● **Objective**: Render the records below as a JSON list of strings, one string per line, from the line containing "I would be grateful if you could mark the platform" through the end of the records, omitting blank lines.

Dataset excerpts on object pointing:
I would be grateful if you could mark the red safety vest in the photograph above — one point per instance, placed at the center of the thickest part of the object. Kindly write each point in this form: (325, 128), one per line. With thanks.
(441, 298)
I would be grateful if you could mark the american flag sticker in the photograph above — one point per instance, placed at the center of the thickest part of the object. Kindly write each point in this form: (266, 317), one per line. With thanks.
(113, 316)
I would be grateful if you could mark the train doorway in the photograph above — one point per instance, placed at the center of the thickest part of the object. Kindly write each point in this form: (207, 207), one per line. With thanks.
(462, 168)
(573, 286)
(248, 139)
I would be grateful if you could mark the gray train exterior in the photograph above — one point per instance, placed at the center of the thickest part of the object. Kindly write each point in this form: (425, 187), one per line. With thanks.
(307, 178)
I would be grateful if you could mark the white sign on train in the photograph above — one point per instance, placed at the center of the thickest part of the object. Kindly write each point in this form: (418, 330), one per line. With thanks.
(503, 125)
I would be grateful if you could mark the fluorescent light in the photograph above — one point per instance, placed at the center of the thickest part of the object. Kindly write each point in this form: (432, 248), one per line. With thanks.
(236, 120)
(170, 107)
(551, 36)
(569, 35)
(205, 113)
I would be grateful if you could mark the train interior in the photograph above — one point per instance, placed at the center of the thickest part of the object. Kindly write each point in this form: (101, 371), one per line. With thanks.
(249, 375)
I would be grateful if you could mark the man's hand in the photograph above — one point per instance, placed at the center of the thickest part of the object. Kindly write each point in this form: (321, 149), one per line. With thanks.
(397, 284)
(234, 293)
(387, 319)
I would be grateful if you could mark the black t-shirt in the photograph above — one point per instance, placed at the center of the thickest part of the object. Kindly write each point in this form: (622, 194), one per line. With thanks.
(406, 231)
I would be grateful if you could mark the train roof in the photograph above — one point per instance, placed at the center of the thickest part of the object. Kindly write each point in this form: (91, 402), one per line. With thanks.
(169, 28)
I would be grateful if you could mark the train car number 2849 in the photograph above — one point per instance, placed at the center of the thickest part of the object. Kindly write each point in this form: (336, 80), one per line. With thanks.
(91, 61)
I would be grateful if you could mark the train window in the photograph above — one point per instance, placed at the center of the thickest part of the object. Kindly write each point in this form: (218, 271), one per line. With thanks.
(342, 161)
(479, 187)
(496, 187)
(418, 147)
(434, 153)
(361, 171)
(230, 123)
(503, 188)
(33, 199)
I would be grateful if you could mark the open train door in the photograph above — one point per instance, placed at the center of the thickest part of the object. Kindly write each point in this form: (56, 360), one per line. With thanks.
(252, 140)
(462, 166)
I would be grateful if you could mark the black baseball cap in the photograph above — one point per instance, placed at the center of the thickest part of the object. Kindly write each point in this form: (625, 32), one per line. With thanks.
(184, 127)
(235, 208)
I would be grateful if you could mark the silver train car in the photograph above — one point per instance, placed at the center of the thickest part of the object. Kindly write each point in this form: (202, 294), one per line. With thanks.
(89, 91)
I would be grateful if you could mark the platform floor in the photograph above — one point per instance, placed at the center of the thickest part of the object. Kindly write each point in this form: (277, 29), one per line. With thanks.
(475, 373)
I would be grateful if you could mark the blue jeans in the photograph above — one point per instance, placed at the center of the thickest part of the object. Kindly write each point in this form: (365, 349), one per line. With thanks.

● **Answer for this exercise**:
[
  "I would be grateful if you could mark the platform floor in the photograph above — one point per instance, placed at the center of the thickest part of the object. Kindly write each point in this form: (277, 29), one per line. With thanks.",
  "(475, 373)",
  "I would be grateful if you could mark the blue jeans in the photograph above — one point per instance, placed at the center of the thickest part of the object. Kindly write each point in this form: (365, 349), one per line. With thanks."
]